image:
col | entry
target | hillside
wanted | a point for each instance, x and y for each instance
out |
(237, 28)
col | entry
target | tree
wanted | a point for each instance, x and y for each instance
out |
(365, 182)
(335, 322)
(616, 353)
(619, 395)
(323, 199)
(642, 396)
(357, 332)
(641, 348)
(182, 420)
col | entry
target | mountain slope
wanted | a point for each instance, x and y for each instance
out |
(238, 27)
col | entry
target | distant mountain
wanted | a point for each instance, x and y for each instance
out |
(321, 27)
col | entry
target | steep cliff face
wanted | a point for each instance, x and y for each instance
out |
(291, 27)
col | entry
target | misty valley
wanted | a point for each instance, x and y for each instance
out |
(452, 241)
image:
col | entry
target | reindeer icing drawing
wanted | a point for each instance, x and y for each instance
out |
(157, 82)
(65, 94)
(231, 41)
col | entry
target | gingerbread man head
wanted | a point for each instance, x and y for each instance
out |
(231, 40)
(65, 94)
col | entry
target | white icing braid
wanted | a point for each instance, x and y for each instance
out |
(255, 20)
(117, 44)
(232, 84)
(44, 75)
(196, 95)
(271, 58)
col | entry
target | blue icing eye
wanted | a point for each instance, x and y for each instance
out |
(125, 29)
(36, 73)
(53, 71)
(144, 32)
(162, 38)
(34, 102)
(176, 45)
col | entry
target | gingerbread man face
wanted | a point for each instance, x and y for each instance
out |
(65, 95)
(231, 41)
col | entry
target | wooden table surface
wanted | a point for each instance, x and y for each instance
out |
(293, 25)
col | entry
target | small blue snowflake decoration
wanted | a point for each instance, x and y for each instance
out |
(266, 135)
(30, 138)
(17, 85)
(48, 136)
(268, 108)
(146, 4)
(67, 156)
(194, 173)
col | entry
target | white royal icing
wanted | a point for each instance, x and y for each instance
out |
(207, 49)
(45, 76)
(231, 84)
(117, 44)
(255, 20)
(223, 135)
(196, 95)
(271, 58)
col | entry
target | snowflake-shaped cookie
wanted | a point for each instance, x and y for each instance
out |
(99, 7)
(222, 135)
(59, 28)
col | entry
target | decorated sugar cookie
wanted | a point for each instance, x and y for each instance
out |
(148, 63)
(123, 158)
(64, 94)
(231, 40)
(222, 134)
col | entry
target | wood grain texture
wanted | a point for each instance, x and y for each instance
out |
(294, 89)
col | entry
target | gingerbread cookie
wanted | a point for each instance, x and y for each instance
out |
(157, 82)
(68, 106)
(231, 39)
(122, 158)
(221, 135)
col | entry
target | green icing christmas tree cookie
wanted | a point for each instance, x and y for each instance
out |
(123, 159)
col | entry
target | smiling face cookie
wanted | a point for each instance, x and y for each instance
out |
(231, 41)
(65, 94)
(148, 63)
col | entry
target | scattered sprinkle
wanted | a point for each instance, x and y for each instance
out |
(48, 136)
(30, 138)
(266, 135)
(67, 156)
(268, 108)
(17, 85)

--------------------------------

Write out every record verbatim.

EXERCISE SOLUTION
image:
col | entry
target | hillside
wanted | a point for each instance, x and y for each instance
out |
(237, 28)
col | entry
target | tree
wanted | a point for each instance, x and y for each instance
out |
(365, 182)
(335, 322)
(616, 353)
(619, 395)
(323, 199)
(642, 396)
(357, 332)
(641, 348)
(182, 420)
col | entry
target | mountain slope
wanted | a point for each instance, x and y for each instance
out |
(238, 27)
col | entry
target | distant mountain
wanted | a point for each instance, x and y for each instance
out |
(321, 27)
col | entry
target | steep cliff face
wanted | a point for each instance, x and y for each instance
out |
(291, 27)
col | entry
target | misty valley
wanted | a point for each instance, x and y for each instance
out |
(452, 241)
image:
col | entry
target | reindeer icing drawing
wanted | a point for each instance, x and y for each instance
out |
(157, 82)
(65, 94)
(231, 41)
col | entry
target | gingerbread man head
wanted | a point for each instance, x and y for each instance
out |
(231, 40)
(65, 94)
col | entry
target | white icing braid
wanted | a point for each instance, x and y for each instance
out |
(255, 20)
(117, 44)
(232, 84)
(44, 75)
(196, 95)
(271, 58)
col | entry
target | blue icing eye
wanted | a point for each instance, x and y for each instance
out |
(125, 29)
(36, 73)
(53, 71)
(144, 32)
(162, 38)
(34, 102)
(176, 45)
col | entry
target | gingerbread man face
wanted | a point for each instance, x and y for each instance
out |
(65, 95)
(231, 41)
col | entry
target | wooden table surface
wanted | a point for each instance, x and y for each instance
out |
(293, 25)
col | entry
target | small blue snowflake decoration
wanted | a point for each instance, x and y for each instance
out |
(266, 135)
(30, 138)
(17, 85)
(48, 136)
(268, 108)
(146, 4)
(67, 156)
(194, 173)
col | entry
target | white royal icing
wanted | a point for each instance, x and y for each instance
out |
(207, 49)
(45, 76)
(231, 84)
(117, 44)
(255, 20)
(223, 135)
(196, 95)
(271, 58)
col | entry
target | snowflake-shaped cookie
wanted | a point for each instance, x and y for each instance
out |
(99, 7)
(222, 135)
(59, 28)
col | entry
target | decorated sugar cookie
wanted | a point for each instance, x and y for each instance
out |
(148, 63)
(123, 158)
(64, 94)
(231, 40)
(222, 134)
col | entry
target | wood grain texture
wanted | a point for each instance, x and y for each instance
out |
(294, 89)
col | entry
target | gingerbread cookie
wanted | a point for each instance, x and y for each instance
out |
(157, 82)
(68, 106)
(231, 39)
(122, 158)
(221, 135)
col | entry
target | green icing christmas tree cookie
wanted | a point for each instance, x and y for each instance
out |
(123, 159)
col | entry
target | smiling face cookie
wanted | a point for each instance, x and y for each instance
out |
(231, 41)
(65, 94)
(148, 63)
col | entry
target | scattered sprinkle
wanted | a point for each instance, x and y for each instance
out |
(48, 136)
(30, 138)
(266, 135)
(67, 156)
(268, 108)
(17, 85)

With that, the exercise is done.